-- Your goal --
Reproduce the following lines word for word, with nothing changed or left out.
--- Start Records for the exercise ---
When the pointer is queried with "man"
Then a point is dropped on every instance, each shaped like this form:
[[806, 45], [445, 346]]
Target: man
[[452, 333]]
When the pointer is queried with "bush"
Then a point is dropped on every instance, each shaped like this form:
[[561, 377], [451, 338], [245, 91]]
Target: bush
--- End Records for the exercise ---
-- Output of the task --
When the pointer is queried with "man"
Then a point is dropped on every instance, each shaped like this form:
[[806, 45], [445, 346]]
Target: man
[[452, 333]]
When the pointer is queried with "bush"
Then a point is dropped on every instance, each shaped like this form:
[[561, 377], [451, 338], [245, 91]]
Target: bush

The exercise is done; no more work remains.